##### Source document

Moscow, Russia (UPI) Dec 08, 2004
A giant rock spotted on the fringes of the Solar System has frozen water crystals on its surface, an intriguing discovery that suggests it may harbour volcanic activity, a study says.

The object, dubbed Quaoar, inhabits the Kuiper Belt, an area beyond the orbit of Neptune that is dotted with rubble left over from the building of the Solar System.

Quaoar has a diameter of about 1,300 kilometers (800 miles), making it about half the size of Pluto, the most distant planet from the Sun.

In a study published on Thursday in the British journal Nature, US astronomers David Jewitt and Jane Luu of the Institute for Astronomy in Hawaii and the Massachusetts Institute of Technology (MIT) say Quaoar has crystalline water on its surface, and possibly ammonia too.

That finding, derived by infrared photography, is a surprise, for the Kuiper Belt is so far from the Sun that the temperature there is less than 50 C (90 F) above absolute zero (-273 C, -459 F).

##########

Exercise instructions
1) Decide whether each statement agrees with the Quaoar article, answering yes or no and quoting the words from the article that settle it: (a) Quaoar is roughly half as large as Pluto. (b) The study appeared in an American journal. (c) The Kuiper Belt lies inside the orbit of Neptune.
2) Answer these questions from the Quaoar article:
(a) What diameter does it give for Quaoar?
(b) By what method was the finding derived?
(c) What substance besides crystalline water may be on Quaoar's surface?
3) Carry on writing the Quaoar article, starting after its final sentence.
The items have nothing to do with the Quaoar article.

##### Data section

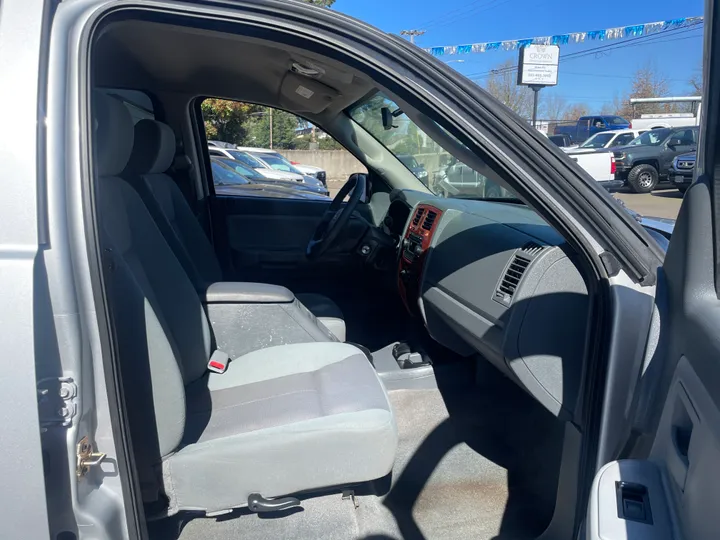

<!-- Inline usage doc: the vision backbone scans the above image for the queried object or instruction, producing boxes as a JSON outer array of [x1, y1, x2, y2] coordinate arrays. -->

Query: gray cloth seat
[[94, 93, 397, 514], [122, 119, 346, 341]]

##########
##### Data section

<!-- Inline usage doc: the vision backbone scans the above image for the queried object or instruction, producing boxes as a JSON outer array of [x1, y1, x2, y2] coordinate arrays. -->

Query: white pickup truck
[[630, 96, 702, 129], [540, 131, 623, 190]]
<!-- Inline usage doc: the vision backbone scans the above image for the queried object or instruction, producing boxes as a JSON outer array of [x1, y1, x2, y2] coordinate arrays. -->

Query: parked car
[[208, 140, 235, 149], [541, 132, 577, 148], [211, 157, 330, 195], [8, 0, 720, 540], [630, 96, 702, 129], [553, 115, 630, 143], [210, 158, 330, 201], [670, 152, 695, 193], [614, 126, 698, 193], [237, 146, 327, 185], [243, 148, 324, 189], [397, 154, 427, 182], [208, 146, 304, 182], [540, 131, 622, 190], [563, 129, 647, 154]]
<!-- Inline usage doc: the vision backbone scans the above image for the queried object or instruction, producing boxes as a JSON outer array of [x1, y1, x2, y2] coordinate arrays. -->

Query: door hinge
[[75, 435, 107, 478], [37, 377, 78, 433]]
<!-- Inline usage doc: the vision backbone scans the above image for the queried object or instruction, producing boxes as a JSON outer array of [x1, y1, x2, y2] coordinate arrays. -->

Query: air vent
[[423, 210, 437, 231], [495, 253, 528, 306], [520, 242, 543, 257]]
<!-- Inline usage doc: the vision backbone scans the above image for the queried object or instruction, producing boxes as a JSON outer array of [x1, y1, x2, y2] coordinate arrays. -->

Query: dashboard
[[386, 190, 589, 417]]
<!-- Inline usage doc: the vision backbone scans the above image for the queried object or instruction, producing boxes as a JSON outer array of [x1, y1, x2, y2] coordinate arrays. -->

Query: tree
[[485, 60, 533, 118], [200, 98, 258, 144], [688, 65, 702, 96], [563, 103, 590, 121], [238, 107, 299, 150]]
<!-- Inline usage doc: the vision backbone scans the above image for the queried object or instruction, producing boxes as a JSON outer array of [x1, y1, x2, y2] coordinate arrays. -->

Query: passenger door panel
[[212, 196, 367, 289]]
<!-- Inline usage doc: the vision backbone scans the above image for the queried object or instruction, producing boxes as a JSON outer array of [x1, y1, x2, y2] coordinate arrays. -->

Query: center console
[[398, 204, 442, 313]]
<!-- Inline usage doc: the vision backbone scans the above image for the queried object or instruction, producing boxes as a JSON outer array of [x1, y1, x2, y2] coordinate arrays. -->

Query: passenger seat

##########

Answers to each task
1)
(a) Yes: "making it about half the size of Pluto"
(b) No: "published on Thursday in the British journal Nature"
(c) No: "an area beyond the orbit of Neptune"

2)
(a) About 1,300 kilometers (800 miles)
(b) Infrared photography
(c) Ammonia

3)
Crystalline ice is thought to form at 100 C (180 C F) above absolute zero.

Jewitt and Luu conclude that the ices may have been in Quaoar's interior and were exposed by an impact with another rock that smashed away part of its surface.

Alternatively, the ices could have been formed by outgassing from a volcano, they theorise.

Quaoar (pronounced kwah-o-wahr), spotted in 2002, was named in honour of the Tongva people who inhabited southern California before the arrival of Europeans.

In their creation mythology, Quaoar is a primeval force who, by singing and dancing, creates the deities.